Work request
In the entries, find all lines that hold the word "green" and copy them.

━━━━━━━━━━

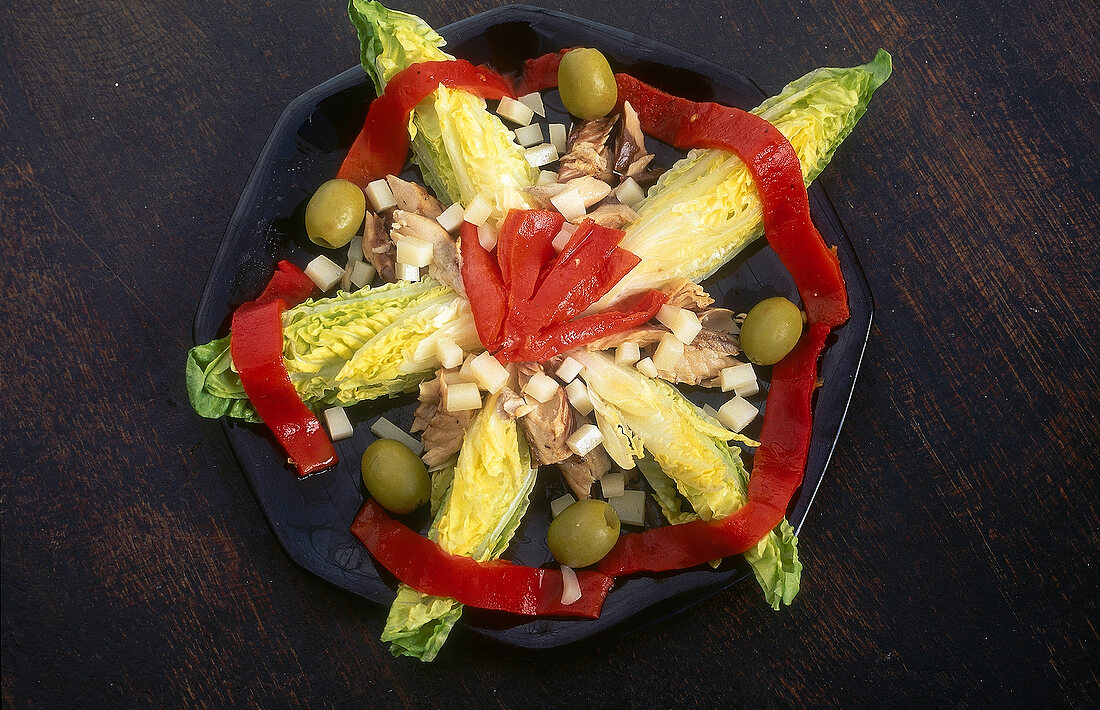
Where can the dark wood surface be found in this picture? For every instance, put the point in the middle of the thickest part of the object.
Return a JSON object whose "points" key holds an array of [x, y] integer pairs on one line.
{"points": [[950, 555]]}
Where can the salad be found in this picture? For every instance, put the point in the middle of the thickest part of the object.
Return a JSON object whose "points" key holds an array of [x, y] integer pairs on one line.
{"points": [[549, 321]]}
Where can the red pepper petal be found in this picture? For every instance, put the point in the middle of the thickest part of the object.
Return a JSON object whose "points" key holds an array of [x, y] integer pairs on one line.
{"points": [[481, 276], [382, 146], [255, 346], [497, 585]]}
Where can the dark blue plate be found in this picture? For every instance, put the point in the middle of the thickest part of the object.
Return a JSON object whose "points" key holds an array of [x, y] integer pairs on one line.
{"points": [[311, 516]]}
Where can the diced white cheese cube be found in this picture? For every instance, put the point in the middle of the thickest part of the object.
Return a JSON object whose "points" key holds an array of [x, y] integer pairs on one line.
{"points": [[380, 196], [613, 484], [415, 251], [451, 218], [540, 388], [386, 429], [541, 154], [449, 353], [576, 392], [683, 324], [736, 414], [558, 137], [336, 422], [407, 272], [647, 368], [462, 397], [739, 379], [534, 101], [512, 110], [558, 504], [529, 134], [487, 236], [627, 353], [362, 273], [570, 203], [479, 210], [569, 369], [629, 192], [488, 372], [668, 353], [585, 438], [323, 272], [630, 508]]}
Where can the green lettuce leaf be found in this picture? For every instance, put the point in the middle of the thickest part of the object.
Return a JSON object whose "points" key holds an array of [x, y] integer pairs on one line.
{"points": [[462, 149], [480, 511], [705, 209]]}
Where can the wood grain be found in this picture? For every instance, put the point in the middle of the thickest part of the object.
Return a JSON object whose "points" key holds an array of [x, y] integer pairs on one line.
{"points": [[952, 549]]}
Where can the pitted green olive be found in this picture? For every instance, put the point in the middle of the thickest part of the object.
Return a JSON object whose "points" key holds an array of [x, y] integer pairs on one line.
{"points": [[334, 213], [586, 84], [395, 476]]}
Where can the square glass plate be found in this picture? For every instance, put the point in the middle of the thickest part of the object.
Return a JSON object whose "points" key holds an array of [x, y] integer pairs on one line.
{"points": [[311, 516]]}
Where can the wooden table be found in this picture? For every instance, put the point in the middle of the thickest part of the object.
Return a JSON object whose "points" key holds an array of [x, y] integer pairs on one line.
{"points": [[950, 555]]}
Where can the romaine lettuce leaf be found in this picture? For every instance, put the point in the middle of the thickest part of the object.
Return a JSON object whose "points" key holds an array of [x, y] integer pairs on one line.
{"points": [[462, 149], [482, 505], [705, 209]]}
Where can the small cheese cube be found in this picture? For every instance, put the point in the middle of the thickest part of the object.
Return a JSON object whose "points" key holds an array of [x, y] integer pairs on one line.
{"points": [[736, 414], [558, 137], [415, 251], [534, 101], [558, 504], [479, 210], [647, 368], [380, 196], [488, 372], [740, 379], [512, 110], [449, 353], [336, 422], [668, 353], [630, 508], [529, 134], [451, 218], [541, 154], [323, 272], [569, 369], [585, 438], [683, 324], [462, 396], [576, 392], [613, 484], [627, 353], [629, 192], [540, 388]]}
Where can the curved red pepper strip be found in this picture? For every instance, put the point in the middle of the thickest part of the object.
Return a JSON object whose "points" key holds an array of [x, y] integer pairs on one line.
{"points": [[255, 345], [781, 459], [497, 585], [383, 145]]}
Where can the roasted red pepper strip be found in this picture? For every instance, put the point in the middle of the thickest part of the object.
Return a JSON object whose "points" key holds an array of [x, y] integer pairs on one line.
{"points": [[497, 585], [481, 276], [255, 345], [780, 461], [383, 145]]}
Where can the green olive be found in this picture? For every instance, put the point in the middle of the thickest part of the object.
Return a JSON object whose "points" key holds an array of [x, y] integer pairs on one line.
{"points": [[586, 84], [583, 533], [770, 330], [395, 476], [334, 213]]}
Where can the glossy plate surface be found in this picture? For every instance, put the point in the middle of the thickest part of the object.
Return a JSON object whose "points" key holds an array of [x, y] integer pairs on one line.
{"points": [[311, 516]]}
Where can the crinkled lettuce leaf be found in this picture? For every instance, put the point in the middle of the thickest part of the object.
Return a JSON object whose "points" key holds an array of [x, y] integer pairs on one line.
{"points": [[461, 148], [481, 508], [345, 349], [705, 209]]}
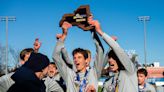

━━━━━━━━━━

Written response
Where can the green lettuce leaf be found in this picture? For every instance, put the point in the middle of the thickest part of the object.
Where can the pitted green olive be found in this picture? For every instance, put the point in the middle of the thickest part of the object.
Where can the green olive be found in this picture? For every instance, put the point in the middle of the thickest part of the object.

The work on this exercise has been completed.